• _DATA LINES_

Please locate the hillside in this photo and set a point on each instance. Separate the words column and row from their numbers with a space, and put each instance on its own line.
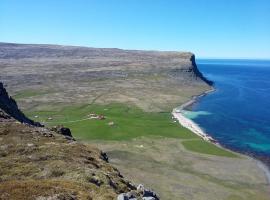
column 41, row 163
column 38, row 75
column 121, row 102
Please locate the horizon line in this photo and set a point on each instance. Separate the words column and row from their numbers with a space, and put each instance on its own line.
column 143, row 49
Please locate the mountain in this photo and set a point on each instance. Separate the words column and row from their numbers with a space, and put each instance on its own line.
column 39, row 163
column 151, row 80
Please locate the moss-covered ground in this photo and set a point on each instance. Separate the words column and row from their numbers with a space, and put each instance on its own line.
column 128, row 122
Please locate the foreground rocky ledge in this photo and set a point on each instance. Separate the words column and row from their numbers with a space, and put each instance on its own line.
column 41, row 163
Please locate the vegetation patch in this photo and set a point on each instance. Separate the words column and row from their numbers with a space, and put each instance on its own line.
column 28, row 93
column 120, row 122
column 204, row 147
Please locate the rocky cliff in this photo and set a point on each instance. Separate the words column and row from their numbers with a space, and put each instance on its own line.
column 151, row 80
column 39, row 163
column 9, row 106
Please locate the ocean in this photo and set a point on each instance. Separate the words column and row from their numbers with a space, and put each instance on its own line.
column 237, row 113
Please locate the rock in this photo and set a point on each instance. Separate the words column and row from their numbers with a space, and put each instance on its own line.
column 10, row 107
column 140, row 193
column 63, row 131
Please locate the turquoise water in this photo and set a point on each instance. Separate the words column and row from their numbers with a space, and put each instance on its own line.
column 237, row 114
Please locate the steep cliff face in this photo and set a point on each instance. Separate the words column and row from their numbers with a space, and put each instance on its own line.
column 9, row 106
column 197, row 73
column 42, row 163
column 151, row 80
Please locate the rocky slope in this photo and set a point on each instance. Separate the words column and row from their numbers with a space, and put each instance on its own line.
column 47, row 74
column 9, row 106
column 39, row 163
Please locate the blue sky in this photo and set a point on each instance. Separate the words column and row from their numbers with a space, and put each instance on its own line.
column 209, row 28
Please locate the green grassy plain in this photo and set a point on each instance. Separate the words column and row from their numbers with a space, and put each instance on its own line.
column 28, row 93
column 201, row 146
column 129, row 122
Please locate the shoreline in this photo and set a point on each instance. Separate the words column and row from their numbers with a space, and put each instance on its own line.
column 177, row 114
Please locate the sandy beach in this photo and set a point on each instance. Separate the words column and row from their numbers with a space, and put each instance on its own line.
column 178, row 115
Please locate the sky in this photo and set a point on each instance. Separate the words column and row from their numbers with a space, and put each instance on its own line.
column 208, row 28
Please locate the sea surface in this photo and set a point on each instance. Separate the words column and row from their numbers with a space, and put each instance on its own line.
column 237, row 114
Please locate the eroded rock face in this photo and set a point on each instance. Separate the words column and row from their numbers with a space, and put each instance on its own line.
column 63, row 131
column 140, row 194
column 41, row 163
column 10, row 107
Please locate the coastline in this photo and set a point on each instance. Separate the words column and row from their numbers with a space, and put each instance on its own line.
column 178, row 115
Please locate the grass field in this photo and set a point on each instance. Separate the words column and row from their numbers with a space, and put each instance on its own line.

• _SHORT EXERCISE_
Please replace "photo" with "image" everywhere in the data above, change nothing else, and give all of it back without the pictures.

• _THE RESULT_
Please locate the hillside in this image and set a point on each instance. Separate the words column and row from their numbers with a space, and put each instance on its own line.
column 41, row 163
column 38, row 75
column 121, row 102
Please locate the horizon line in this image and set a point on each instance. Separate the words column and row from their numbers with a space, and put each instance on its own line.
column 143, row 49
Please locate the mountain in this image and set a point on each instance. Separate the words column and row from their numbers with a space, and put each instance on its own line.
column 39, row 163
column 151, row 80
Please locate the moss-covered ground in this image and set a point on each instance. Separate the words column and row from their numbers with a space, and put each instance on its own line.
column 128, row 122
Please locate the foreground rocky ledge in this image and set a point on each instance. Separate the words column and row from their numbers with a space, and put each instance on its own line.
column 41, row 163
Please locate the vegetation patch in this image and set a point on each instance. Separate the words column and row from their numbers with a space, and put each instance on its own line.
column 28, row 93
column 120, row 122
column 204, row 147
Please locate the rocky cliff in this image and set a point on each instance. Separate the words column and row from their numbers with a space, and put each instance on its own line.
column 151, row 80
column 39, row 163
column 9, row 106
Please locate the ocean in this image and set a point on each instance. Separate the words column and row from their numbers with a space, and put each instance on its own line.
column 237, row 113
Please locate the rock in this image and set a point on each instance. Separate the words column and row from their numbers with a space, and put each instance on its own line.
column 10, row 107
column 140, row 193
column 63, row 131
Please locate the turquoise water in this image and set a point on each instance. Separate the words column and row from their numbers with a space, and put each instance on its own line.
column 237, row 114
Please locate the steep cliff face in this image and set a point on each instance. Separate the words column and row from their numbers with a space, and put each instance on its own line.
column 9, row 106
column 197, row 73
column 42, row 163
column 151, row 80
Please locate the rocky slope in this image and set a point on each instance. Separate the words column and row from their numbers with a space, and put each instance on its own line.
column 47, row 74
column 9, row 106
column 39, row 163
Please locate the blue sky in this image and set a point on each instance. Separate the words column and row from their numbers with a space, and put each instance on its own line.
column 209, row 28
Please locate the green grassy plain in this image and set a point on each instance. Separate the words column and row from their numbers with a space, and put each instance on its own line.
column 28, row 93
column 201, row 146
column 129, row 122
Please locate the shoreline in this image and set a point on each instance. Separate the words column and row from their numbers with a space, and put each instance on its own line.
column 177, row 114
Please locate the sandy beach in this image and set a point on each instance. Separate the words column and row from their numbers with a space, and put each instance on its own line.
column 178, row 115
Please locate the sky in this image and set a point on each instance. Separate the words column and row from their numbers with a space, and put each instance on its own line.
column 208, row 28
Please locate the sea surface in this image and set a point on each instance. Separate the words column and row from their numbers with a space, and put each instance on its own line.
column 237, row 114
Please locate the eroded rock face in this image and set a point on each instance. Separate the words column and row from their numbers with a space, and put each instance on its own line.
column 63, row 131
column 140, row 194
column 41, row 163
column 10, row 107
Please locate the coastline in this image and set a point on each instance. Separate the words column and row from their numbers with a space, and put each instance on its own line.
column 178, row 115
Please locate the grass field in this image and set a point on each instance. Separate the words column and row from their numbers with a space, and put each instance on its own line.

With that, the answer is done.